La Germania non crede più che il mercato favorisca la democrazia
In settimana la ministra degli esteri tedesca, l’ecologista Annalena Baerbock, ha rimesso in discussione uno dei princìpi cardine della diplomazia del suo paese: wandel durch handel, ovvero il cambiamento attraverso il mercato.
In altri termini si tratta dell’idea secondo cui gli scambi economici favorirebbero la democrazia e la pace. Due esempi pratici sono la Russia e la Cina, paesi con cui la Germania ha tessuto legami economici molto stretti e con cui si trova oggi in contrasto.
In un discorso pronunciato davanti agli ambasciatori tedeschi riuniti a Berlino, Baerbock ha dichiarato che “l’interdipendenza economica comporta diversi rischi. Il commercio non è automaticamente seguito da cambiamenti democratici”.
Fredda ironia
È una svolta che pone la Germania davanti alla sfida di ridefinire il suo ruolo nel mondo e le sue relazioni internazionali. Una situazione non semplice.
A provocare questa presa di coscienza, evidentemente, è il gas russo. Il 24 febbraio scorso, giorno dell’invasione russa dell’Ucraina, è stato anche il giorno di un doloroso risveglio per la Germania. Fino alla fine Berlino ha difeso il Nord stream 2, il gasdotto russo che non entrerà mai in funzione. Alla fine Mosca ha chiuso anche i rubinetti del Nord stream 1. In un video pubblicato sui social network il gigante Gazprom ha ironizzato su un’Europa che avrà freddo a causa della sua opposizione alla Russia.
La rottura con la Russia avviene nel dolore della guerra in Ucraina
La Germania, dunque, rivaluta radicalmente la sua politica economica internazionale dopo essersi ritrovata dipendente dalla Russia per l’energia e dalla Cina per il suo immenso mercato. Se alle grandi case automobilistiche o ai produttori di macchine utensili tedeschi si togliesse il mercato cinese scoppierebbe una crisi di grande portata. Per oltre due decenni l’industria tedesca è stata un partner chiave dell’ascesa economica cinese. Il risveglio, in questo caso, è arrivato con il tentativo cinese di fare man bassa sul gioiello della robotica Kuka, quando l’inverso sarebbe impossibile.
Non è facile trarre le conclusioni di questa presa di coscienza. La rottura con la Russia avviene nel dolore della guerra in Ucraina e nella necessità di trovare nuove fonti di energia. Berlino non aveva più scelta.

Record mostrati –
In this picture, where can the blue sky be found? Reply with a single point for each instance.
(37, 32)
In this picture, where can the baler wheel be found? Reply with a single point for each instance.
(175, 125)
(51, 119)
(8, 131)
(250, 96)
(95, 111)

Il tuo compito –
Rispondi in base al testo sulla Germania e il mercato:
1. Come si chiama la ministra degli esteri tedesca?
2. Quale gasdotto russo non entrerà mai in funzione?
3. Quale gioiello della robotica la Cina ha tentato di accaparrarsi?
Per svolgere il compito i record non servono.

Risultato –
1. Annalena Baerbock.
2. Il Nord stream 2.
3. Kuka.